◆ **What is expected**
Give the entries again exactly, every one of them.
#####
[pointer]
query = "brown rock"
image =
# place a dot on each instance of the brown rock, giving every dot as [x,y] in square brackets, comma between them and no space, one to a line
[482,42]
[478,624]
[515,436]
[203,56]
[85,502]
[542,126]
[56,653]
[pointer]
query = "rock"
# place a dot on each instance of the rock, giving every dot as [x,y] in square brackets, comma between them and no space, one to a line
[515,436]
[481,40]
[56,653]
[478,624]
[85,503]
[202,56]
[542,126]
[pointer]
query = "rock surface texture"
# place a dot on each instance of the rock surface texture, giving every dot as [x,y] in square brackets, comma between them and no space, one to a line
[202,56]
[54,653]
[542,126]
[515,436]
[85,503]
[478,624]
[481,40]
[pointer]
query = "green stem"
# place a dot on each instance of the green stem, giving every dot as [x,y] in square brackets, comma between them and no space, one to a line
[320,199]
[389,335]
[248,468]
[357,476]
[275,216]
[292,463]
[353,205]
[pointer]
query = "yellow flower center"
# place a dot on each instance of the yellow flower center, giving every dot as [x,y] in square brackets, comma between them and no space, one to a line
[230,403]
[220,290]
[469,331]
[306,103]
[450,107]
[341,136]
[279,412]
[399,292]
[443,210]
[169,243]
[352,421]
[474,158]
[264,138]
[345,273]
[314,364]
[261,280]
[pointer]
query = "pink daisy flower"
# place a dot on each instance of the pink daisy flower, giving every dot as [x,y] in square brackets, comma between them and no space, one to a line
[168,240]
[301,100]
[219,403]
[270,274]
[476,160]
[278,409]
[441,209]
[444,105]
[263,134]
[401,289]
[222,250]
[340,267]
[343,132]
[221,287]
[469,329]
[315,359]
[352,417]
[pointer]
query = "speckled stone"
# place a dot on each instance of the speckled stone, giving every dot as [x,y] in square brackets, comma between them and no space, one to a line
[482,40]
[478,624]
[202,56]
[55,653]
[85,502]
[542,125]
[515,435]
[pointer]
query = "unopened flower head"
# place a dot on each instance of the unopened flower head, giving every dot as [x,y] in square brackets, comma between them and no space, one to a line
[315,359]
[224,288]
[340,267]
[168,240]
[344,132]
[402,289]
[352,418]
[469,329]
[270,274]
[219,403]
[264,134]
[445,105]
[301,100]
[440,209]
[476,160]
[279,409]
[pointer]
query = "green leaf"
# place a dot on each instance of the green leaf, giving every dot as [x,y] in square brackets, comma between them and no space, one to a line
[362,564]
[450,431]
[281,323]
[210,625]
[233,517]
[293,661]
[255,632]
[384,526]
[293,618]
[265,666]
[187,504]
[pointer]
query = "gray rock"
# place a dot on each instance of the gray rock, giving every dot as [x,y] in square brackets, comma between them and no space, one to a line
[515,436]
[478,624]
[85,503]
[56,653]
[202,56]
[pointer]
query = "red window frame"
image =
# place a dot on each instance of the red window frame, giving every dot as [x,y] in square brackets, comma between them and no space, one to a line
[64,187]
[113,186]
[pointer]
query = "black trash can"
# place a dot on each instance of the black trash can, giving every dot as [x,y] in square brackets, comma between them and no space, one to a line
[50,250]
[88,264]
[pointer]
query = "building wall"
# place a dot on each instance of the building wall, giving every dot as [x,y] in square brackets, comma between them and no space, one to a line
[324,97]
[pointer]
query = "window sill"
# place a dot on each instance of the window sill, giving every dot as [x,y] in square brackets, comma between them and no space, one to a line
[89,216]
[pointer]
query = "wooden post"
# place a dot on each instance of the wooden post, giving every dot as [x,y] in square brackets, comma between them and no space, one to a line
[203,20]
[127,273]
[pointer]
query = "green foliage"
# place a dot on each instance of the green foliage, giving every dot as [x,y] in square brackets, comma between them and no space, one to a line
#####
◆ **Answer below**
[pointer]
query = "brown rock"
image =
# place a dot on each instance of the brown rock, giving every dot as [x,y] in square brackets, comma between them and no space, one to a line
[482,42]
[478,624]
[515,436]
[203,56]
[85,502]
[542,126]
[56,653]
[pointer]
query = "rock"
# place a dot on each instance of the rock, giving every dot as [x,y] in square brackets, comma between them and no space, one to a line
[515,436]
[481,40]
[56,653]
[478,624]
[85,503]
[202,56]
[542,126]
[pointer]
query = "rock surface texture"
# place a dot on each instance of the rock surface texture, giving every dot as [x,y] in square brackets, comma between them and no space, one to a line
[202,56]
[54,653]
[542,126]
[515,436]
[85,503]
[478,624]
[481,40]
[pointer]
query = "green stem"
# place a dot on each instance of the green stem, giving every dot as [x,y] in square brackets, comma between them and no space, one to a line
[320,199]
[389,335]
[248,468]
[357,476]
[275,216]
[292,463]
[353,205]
[pointer]
query = "yellow flower center"
# place a dot on each instance of the yellow flower center, giving every dot as [x,y] in square brackets, comma between them and no space, one to a line
[230,403]
[220,290]
[469,331]
[306,103]
[450,107]
[341,136]
[279,412]
[399,292]
[443,210]
[169,243]
[352,421]
[474,158]
[264,138]
[345,273]
[314,364]
[261,280]
[pointer]
query = "pink daisy flower"
# place a dot on each instance of the pink daisy flower, giving every dot as [x,y] in square brackets, comma between them and no space, one to a line
[168,240]
[301,100]
[219,403]
[270,274]
[476,160]
[278,409]
[441,209]
[444,105]
[263,134]
[401,289]
[222,250]
[340,267]
[343,132]
[221,287]
[469,329]
[315,359]
[352,417]
[pointer]
query = "speckled stone"
# place a dot on each instance of the speckled stone, giving every dot as [x,y] in square brackets, comma between them and no space, one to a line
[482,40]
[478,624]
[202,56]
[55,653]
[85,502]
[542,125]
[515,435]
[pointer]
query = "unopened flower head"
# place a dot on each instance of the unopened flower head, giving every dot as [x,y] in square brackets, comma between them and no space, one to a line
[315,359]
[224,288]
[340,267]
[168,240]
[344,132]
[402,289]
[352,418]
[469,329]
[270,274]
[219,403]
[264,134]
[445,105]
[301,100]
[440,209]
[476,160]
[279,409]
[pointer]
query = "green leaf"
# place a dot on each instance of the green leaf, giving every dot as [x,y] in square brackets, comma between them and no space, one to a line
[362,564]
[450,431]
[281,323]
[210,625]
[233,517]
[293,661]
[255,632]
[384,526]
[293,618]
[265,666]
[187,504]
[pointer]
query = "gray rock"
# place a dot on each instance of the gray rock, giving every dot as [x,y] in square brackets, comma between them and no space, one to a line
[515,436]
[478,624]
[85,503]
[56,653]
[202,56]
[pointer]
query = "red window frame"
image =
# place a dot on each instance of the red window frame, giving every dot as [x,y] in square brackets, comma between them and no space, one to a line
[64,187]
[113,186]
[pointer]
query = "black trash can"
# place a dot on each instance of the black trash can, giving every dot as [x,y] in square brackets, comma between them and no space, one to a line
[50,250]
[88,264]
[pointer]
query = "building wall"
# place a dot on each instance of the building wall, giving every dot as [x,y] in square brackets, comma between them and no space, one to a line
[324,97]
[pointer]
query = "window sill"
# place a dot on each instance of the window sill, giving every dot as [x,y] in square brackets, comma between them and no space, one to a line
[89,216]
[pointer]
query = "wooden post"
# place a dot on each instance of the wooden post, giving every dot as [x,y] in square brackets, comma between them and no space, one to a line
[203,20]
[127,273]
[pointer]
query = "green foliage"
# place a dot on each instance of the green foliage, giving every dot as [x,y] in square brackets, comma between them and no space, one to a line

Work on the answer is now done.